▶ _Problems and tasks_:
a: Using the text on ACC treatment injury claims, answer the following:
(i) In what year did treatment injury replace ACC's medical misadventure category?
(ii) Besides proving that the treatment caused the injury, what else must claimants show?
(iii) What kind of service is one lawyer calling for to help patients challenge declined claims?
b: Write a continuation of the text on ACC treatment injury claims, picking up after its final sentence.

▶ _Text block_:
○ ○ ○ ○ ○

Experts say the high decline rate shows how difficult treatment injury cases are to prove. And one lawyer is calling for a free, independent expert evidence service to help patients challenge decisions to deny them help.
Treatment injury replaced ACC’s medical misadventure category in 2005. Accepted claims can access compensation, treatment and rehabilitation, depending on the situation.
Claims can be expensive and long-term, such as oxygen deprivation at birth causing life-long disability.
But lawyers say the category’s legal test is notoriously tough. As well as proving that the treatment (or lack of it) caused the injury, claimants also have to show the injury is not “an ordinary consequence” of the treatment.
John Miller, an expert in ACC claims, previously told The Post his firm had “stacks” of cases of declined treatment injury claims, while ACC specialist Hazel Armstrong said it was 'an extremely difficult area of law”.

○ ○ ○ ○ ○

▶ _Entries provided_:
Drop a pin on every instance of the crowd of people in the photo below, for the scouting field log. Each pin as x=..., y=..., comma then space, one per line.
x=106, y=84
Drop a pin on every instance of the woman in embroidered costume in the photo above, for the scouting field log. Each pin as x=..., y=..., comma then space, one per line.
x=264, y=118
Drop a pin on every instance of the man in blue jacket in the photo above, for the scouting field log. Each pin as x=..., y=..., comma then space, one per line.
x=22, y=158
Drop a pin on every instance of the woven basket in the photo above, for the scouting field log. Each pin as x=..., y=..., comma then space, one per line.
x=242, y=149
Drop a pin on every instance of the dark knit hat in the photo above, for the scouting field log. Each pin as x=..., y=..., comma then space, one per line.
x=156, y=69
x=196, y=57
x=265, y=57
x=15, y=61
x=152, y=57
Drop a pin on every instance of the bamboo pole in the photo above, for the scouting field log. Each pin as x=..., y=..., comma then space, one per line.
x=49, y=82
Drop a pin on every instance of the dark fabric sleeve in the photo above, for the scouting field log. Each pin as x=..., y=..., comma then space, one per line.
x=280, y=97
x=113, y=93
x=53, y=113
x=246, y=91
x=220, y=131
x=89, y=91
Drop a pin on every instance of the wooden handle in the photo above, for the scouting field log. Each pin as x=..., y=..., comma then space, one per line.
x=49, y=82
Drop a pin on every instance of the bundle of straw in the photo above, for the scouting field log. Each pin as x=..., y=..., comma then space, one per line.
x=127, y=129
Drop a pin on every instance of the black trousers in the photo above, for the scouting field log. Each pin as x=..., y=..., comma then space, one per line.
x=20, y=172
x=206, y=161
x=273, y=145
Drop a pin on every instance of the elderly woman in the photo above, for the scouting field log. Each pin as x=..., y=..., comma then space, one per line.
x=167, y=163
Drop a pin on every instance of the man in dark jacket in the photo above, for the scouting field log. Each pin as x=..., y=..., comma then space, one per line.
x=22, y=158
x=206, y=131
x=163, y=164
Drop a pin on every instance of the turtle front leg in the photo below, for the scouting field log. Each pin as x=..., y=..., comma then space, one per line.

○ ○ ○ ○ ○

▶ _Answers to the exercises_:
a:
(i) 2005
(ii) They must show that the injury is not "an ordinary consequence" of the treatment.
(iii) A free, independent expert evidence service

b:
Lawyer and researcher Warren Forster said rejecting more than one in four claims was a lot, given patients needed a specialist medical referral to even make a claim.
“It’s a very high decline rate, bearing in mind this is meant to be a no-fault system, and you don’t even get to the start line, until you get a medical certificate that someone’s experienced treatment injury.”
The increasing decline rate mattered, because it was so difficult to overturn a rejection, Forster said.
“It’s a really, really hard test to overcome, and to expect people to be able to challenge that themselves is impossible. Imagine you had a specialist type of cancer and there was no GP there to help you get that treatment. You had to go and find someone to give you that treatment, and then find a way to fund that treatment.
“That’s basically what’s happening with these treatment injury cases. You need a particular type of expert, and good luck finding them.”
A funded service to give claimants access to independent experts would make the system fairer, Forster said.
Harm from a lack of treatment - such as a missed diagnosis or misdiagnosis - was also hard to prove, Forster said.
“I’ve had a series of cases around failure to diagnose endometriosis, and ACC basically says, well, we don’t know if it would have made any difference if we’d treated it.”
Endometriosis New Zealand chief executive Tanya Cooke was aware of recent cases of women taking treatment injury claims for misdiagnosis.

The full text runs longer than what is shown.